*** Opening RECORDS FOR PROCESSING ***

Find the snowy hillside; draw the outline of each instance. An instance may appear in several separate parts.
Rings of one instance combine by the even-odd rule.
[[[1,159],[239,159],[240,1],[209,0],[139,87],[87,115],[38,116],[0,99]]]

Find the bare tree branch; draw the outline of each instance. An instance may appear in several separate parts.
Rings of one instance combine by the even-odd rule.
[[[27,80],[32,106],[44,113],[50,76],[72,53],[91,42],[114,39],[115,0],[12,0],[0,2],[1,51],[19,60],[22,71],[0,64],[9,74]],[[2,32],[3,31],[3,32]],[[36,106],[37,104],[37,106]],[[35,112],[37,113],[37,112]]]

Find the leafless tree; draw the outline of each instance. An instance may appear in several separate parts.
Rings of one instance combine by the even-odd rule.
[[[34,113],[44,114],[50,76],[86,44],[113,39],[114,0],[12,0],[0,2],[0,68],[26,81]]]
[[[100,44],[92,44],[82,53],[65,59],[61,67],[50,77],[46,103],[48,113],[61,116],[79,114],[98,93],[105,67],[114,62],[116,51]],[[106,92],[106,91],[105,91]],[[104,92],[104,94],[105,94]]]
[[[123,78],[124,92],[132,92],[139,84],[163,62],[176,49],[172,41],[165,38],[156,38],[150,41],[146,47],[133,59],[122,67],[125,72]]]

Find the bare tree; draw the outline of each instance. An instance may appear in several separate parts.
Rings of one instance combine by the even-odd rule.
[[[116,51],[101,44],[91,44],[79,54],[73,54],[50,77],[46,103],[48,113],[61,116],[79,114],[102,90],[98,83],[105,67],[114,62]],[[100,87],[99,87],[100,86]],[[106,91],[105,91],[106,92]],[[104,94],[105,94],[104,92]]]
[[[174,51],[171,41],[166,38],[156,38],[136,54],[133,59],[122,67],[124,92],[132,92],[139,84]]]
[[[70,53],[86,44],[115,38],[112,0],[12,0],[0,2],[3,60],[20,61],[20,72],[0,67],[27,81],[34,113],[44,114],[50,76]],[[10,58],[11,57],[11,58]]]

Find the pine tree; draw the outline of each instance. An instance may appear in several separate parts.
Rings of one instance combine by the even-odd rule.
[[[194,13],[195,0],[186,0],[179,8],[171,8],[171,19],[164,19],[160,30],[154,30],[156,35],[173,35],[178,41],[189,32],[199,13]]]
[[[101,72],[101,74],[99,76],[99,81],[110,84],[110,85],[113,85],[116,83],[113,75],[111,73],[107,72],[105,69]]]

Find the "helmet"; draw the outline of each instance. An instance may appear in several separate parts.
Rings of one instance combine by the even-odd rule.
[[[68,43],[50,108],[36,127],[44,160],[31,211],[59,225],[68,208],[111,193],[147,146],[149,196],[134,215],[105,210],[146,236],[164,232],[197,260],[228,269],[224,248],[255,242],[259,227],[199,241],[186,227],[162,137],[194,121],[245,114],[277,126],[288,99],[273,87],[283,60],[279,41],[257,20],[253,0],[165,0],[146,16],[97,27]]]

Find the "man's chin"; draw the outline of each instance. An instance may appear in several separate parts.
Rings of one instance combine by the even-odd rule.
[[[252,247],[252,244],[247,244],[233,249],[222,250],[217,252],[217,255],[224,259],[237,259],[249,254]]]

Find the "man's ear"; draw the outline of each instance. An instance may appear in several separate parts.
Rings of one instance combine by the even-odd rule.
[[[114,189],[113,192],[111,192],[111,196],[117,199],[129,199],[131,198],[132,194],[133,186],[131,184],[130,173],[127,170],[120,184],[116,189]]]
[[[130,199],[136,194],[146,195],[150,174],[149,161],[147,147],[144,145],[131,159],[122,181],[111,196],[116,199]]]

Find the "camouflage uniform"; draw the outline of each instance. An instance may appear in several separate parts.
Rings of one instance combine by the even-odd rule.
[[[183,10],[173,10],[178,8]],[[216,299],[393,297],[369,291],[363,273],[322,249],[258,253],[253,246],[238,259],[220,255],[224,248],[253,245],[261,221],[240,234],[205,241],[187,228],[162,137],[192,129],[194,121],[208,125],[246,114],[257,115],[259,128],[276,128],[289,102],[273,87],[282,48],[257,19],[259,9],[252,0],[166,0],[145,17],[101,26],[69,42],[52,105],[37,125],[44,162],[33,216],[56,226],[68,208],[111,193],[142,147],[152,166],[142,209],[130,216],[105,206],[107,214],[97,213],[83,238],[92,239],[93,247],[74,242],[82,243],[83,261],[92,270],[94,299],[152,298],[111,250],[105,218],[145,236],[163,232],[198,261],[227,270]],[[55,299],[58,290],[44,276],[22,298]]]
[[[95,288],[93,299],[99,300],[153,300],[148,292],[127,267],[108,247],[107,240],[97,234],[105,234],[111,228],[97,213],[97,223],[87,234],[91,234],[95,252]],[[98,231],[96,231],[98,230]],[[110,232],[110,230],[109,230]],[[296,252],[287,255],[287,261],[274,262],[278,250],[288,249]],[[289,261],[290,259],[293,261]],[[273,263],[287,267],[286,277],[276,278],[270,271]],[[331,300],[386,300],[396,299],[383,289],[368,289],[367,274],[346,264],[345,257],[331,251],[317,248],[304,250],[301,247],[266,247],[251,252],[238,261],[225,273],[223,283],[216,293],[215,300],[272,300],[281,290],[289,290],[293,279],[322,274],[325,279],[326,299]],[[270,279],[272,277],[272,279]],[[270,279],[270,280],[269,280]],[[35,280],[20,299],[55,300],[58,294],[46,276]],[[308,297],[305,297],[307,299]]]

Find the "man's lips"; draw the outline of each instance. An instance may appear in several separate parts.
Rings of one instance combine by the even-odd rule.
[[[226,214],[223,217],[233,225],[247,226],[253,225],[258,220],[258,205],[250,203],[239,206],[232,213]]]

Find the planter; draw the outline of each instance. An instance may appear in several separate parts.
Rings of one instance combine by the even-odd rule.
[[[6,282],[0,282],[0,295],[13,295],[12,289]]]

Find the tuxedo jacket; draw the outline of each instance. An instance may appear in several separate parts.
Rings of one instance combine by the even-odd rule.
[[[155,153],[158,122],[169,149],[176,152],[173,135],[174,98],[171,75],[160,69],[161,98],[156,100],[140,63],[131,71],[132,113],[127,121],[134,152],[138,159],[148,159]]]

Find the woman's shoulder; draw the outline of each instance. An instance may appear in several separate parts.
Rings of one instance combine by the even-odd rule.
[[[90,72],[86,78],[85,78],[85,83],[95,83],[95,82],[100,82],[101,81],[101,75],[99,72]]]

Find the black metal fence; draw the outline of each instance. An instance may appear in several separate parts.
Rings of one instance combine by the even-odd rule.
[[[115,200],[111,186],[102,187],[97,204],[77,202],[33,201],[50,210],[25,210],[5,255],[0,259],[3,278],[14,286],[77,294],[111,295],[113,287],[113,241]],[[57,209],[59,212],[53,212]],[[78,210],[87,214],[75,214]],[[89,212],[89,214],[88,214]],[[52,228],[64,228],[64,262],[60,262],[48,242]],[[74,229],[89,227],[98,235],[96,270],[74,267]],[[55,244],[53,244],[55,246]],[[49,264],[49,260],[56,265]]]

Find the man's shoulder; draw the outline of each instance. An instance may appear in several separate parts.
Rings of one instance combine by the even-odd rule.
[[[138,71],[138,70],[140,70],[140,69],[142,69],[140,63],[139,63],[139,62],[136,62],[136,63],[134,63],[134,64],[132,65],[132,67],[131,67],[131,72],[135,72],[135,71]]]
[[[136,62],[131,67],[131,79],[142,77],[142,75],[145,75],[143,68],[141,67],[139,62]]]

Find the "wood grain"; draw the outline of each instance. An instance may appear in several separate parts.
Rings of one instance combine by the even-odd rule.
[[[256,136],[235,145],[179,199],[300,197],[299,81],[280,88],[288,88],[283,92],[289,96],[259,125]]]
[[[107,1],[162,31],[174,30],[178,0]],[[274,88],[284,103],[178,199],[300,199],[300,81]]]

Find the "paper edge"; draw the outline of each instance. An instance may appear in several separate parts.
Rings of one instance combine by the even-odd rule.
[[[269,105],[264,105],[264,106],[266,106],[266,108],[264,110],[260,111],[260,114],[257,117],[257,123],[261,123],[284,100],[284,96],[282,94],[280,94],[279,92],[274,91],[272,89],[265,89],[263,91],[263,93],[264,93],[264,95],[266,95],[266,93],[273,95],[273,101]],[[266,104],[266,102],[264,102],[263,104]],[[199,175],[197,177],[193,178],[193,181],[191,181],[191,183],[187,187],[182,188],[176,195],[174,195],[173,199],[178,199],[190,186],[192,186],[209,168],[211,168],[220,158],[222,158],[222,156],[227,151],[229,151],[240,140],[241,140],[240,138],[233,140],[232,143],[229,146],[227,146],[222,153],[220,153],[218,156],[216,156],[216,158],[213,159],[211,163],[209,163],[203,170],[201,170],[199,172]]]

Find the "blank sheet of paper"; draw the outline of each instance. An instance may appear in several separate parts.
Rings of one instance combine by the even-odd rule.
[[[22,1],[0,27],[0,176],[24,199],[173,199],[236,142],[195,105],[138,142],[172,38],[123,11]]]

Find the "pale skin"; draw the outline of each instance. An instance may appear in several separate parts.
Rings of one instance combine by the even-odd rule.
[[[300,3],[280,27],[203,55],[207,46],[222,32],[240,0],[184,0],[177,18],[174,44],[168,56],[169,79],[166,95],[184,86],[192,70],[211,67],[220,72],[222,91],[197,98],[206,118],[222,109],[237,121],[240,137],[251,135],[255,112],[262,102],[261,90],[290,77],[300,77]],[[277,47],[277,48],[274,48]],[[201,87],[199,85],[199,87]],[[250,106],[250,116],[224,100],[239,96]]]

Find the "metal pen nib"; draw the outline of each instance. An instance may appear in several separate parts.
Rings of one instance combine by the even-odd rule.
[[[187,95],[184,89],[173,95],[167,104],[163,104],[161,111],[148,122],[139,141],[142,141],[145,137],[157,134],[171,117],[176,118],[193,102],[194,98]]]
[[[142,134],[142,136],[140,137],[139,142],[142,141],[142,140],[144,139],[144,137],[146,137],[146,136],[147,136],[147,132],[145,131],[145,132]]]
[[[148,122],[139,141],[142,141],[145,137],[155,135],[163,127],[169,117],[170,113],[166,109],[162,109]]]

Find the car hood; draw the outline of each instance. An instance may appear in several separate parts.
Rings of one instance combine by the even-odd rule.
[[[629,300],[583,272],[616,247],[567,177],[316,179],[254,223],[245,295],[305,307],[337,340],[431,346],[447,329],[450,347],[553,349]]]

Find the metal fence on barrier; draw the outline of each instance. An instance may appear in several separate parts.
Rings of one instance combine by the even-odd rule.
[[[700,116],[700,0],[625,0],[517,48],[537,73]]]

*** Closing RECORDS FOR PROCESSING ***

TASK BRIEF: The answer must consist of every line from the entries that holds the string "bare".

EXERCISE RESULT:
Find the bare tree branch; draw the outline of each instance. An instance may appear in several separate parts.
Find the bare tree; draw the outline of each instance. An instance may appear in several separate parts.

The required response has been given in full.